Data section —
________________________
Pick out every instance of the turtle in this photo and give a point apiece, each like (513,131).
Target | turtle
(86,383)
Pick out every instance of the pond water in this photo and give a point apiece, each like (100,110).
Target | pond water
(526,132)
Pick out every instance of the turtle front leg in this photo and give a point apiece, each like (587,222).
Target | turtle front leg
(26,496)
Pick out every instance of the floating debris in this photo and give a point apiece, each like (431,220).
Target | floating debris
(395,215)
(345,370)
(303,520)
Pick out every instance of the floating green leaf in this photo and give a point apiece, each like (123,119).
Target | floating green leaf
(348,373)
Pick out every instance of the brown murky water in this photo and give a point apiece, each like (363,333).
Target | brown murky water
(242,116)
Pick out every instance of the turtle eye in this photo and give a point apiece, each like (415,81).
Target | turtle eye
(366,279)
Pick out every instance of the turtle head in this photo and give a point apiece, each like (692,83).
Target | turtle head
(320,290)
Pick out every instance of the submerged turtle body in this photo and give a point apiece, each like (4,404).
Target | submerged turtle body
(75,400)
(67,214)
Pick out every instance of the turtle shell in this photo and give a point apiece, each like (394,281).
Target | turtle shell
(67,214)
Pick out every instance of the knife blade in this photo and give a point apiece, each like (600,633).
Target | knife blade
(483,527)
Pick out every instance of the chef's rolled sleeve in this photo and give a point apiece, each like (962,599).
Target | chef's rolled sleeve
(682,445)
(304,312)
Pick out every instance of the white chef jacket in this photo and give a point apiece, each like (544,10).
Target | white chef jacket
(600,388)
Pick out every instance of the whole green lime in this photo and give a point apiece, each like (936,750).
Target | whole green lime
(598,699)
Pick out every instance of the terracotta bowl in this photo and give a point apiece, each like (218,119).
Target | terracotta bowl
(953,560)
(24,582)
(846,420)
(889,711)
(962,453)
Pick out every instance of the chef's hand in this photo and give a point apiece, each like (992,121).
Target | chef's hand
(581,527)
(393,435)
________________________
Required task — Reproduce every row above, keeping each one unchanged.

Response —
Pick out every instance of the turtle in this photo and give a point apiece, each like (513,131).
Target | turtle
(86,383)
Pick out every instance of the pond water in this photo and give a point apiece, each like (100,110).
Target | pond water
(526,132)
Pick out every instance of the turtle front leg in this photo and give a point apiece, each like (587,222).
Target | turtle front leg
(26,496)
Pick out every instance of the floating debris in this photo and give a point apiece, each like (431,220).
Target | floating debris
(395,215)
(345,370)
(303,520)
Pick out every instance of the floating green leaf in this photo and give a point apiece, each like (123,119).
Target | floating green leaf
(348,373)
Pick out every instance of the brown murky water in this photo and give a point apiece, each like (363,333).
Target | brown murky water
(242,116)
Pick out every instance of the turtle eye in this photo and give a point apiece, each like (415,81).
Target | turtle eye
(366,279)
Pick out every instance of the turtle head in this photo and give a point apiece, each like (692,83).
Target | turtle head
(320,290)
Pick out every instance of the submerged turtle body in this photo and give a point apiece, each like (4,404).
Target | submerged turtle body
(75,400)
(67,214)
Pick out every instance of the turtle shell in this photo and give a point apiece, each like (394,281).
Target | turtle shell
(67,214)
Pick out every instance of the knife blade in this photo and give a point apiece, each like (600,633).
Target | knife blade
(483,527)
Pick out every instance of the chef's rolled sleeve in this photo and give a point apiece, each like (962,599).
Target | chef's rolled sleeve
(682,445)
(304,312)
Pick out every instance of the white chef jacket in this photo and give a point apiece, each like (544,10).
Target | white chef jacket
(600,388)
Pick out every instance of the whole green lime in this photo and give a point apiece, each like (936,750).
Target | whole green lime
(598,699)
Pick out every instance of the terracotta bowl in this photo and give a point apiece, each like (218,119).
Target | terracotta bowl
(953,560)
(24,582)
(846,420)
(889,711)
(962,453)
Pick out every instance of the chef's hand in this photo and give a point apiece, each like (992,121).
Target | chef's hand
(581,527)
(393,435)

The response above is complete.